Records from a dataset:

Start of Block

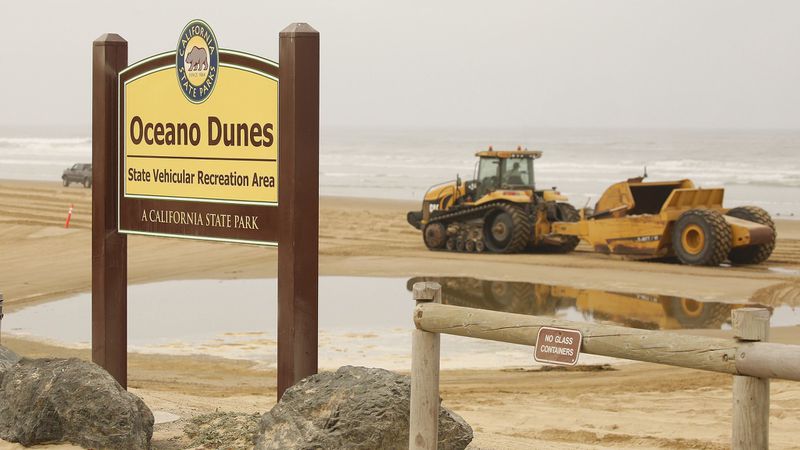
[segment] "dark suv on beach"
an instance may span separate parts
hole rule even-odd
[[[61,181],[64,182],[64,186],[69,186],[70,183],[81,183],[85,188],[92,187],[92,165],[78,163],[69,169],[64,169]]]

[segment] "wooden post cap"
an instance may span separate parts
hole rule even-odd
[[[441,303],[442,285],[433,281],[414,283],[414,300]]]
[[[97,39],[94,40],[93,44],[97,46],[101,45],[125,45],[128,41],[126,41],[122,36],[114,33],[106,33]]]
[[[739,308],[731,311],[733,336],[742,341],[766,341],[772,313],[766,308]]]
[[[319,36],[319,31],[305,22],[289,24],[281,30],[280,37]]]

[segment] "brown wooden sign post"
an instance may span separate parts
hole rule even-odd
[[[200,20],[127,56],[94,42],[92,359],[127,387],[126,234],[277,245],[280,398],[317,372],[319,33],[283,30],[280,66]]]
[[[117,77],[128,42],[94,41],[92,68],[92,361],[128,386],[128,238],[117,232]]]
[[[279,61],[278,398],[317,373],[319,33],[286,27]]]

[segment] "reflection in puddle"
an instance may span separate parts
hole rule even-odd
[[[731,311],[752,303],[700,302],[669,295],[628,294],[468,277],[417,277],[442,285],[442,303],[581,322],[612,322],[648,330],[728,329]],[[773,308],[772,326],[800,323],[800,309]]]
[[[438,281],[445,303],[639,328],[720,328],[744,305],[702,303],[474,278],[320,277],[319,364],[409,370],[412,311],[408,289]],[[277,336],[275,279],[166,281],[128,287],[128,349],[133,352],[210,355],[256,361],[274,368]],[[800,323],[800,311],[776,307],[774,326]],[[4,336],[27,336],[88,348],[91,296],[77,296],[6,313]],[[581,364],[609,358],[582,355]],[[537,365],[526,346],[442,336],[441,366],[503,368]]]

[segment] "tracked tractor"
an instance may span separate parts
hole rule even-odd
[[[518,148],[476,153],[473,179],[433,186],[408,223],[422,231],[431,250],[516,253],[526,249],[566,253],[579,239],[551,231],[554,222],[575,222],[578,211],[553,189],[537,189],[534,160],[540,151]]]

End of Block

DESCRIPTION OF THE TASK
Answer with a single number, the count of lines above that contain "wooden".

EXPECTED OUTPUT
2